> _Instructions for the task_: Convert the material into a Markdown table with the columns "Row" and "Text", numbering each row. Begin at the line that contains "compact like (195,1049).", stop after the last line of the material, and omit blank lines.

> _Data to use_:
== == ==

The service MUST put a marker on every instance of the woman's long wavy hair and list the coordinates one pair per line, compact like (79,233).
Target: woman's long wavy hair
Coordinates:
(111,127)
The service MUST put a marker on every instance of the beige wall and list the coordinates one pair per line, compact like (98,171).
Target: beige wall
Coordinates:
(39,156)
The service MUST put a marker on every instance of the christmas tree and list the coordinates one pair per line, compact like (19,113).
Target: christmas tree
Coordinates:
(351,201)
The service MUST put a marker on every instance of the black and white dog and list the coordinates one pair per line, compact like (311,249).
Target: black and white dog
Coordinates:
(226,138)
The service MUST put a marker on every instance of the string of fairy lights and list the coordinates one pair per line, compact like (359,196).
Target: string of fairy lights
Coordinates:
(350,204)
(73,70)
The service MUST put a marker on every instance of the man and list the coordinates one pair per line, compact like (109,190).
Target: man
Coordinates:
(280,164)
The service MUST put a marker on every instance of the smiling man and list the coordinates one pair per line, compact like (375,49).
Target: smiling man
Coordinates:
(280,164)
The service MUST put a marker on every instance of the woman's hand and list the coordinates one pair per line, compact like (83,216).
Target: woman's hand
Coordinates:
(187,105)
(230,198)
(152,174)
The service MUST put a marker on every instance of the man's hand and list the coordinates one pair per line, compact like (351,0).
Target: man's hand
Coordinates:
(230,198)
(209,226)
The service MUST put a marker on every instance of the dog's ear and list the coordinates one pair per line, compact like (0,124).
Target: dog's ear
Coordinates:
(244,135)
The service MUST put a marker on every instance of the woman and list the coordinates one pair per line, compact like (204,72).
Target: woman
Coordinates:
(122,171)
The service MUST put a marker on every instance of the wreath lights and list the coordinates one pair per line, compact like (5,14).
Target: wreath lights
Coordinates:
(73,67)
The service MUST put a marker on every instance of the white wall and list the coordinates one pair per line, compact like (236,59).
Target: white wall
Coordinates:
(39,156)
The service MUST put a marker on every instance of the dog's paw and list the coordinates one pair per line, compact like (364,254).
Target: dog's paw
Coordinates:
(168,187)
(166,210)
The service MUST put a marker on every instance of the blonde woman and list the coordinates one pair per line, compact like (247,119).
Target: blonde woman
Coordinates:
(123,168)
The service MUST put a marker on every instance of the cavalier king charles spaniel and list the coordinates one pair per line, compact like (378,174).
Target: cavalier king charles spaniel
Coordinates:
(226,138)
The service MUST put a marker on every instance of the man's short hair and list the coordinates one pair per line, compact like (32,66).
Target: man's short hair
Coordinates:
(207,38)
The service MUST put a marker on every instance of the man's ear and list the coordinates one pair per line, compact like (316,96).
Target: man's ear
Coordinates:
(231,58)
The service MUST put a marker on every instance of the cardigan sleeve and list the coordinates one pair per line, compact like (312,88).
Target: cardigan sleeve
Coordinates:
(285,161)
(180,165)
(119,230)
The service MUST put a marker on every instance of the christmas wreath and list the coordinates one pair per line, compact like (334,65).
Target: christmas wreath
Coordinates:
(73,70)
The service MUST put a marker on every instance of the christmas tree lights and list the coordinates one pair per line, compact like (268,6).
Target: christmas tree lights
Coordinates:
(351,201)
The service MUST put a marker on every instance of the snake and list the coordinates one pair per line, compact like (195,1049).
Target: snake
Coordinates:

== == ==

> _Response to the exercise_:
| Row | Text |
|---|---|
| 1 | The service MUST put a marker on every instance of the snake and list the coordinates one pair per line, compact like (195,1049). |
| 2 | Target: snake |
| 3 | Coordinates: |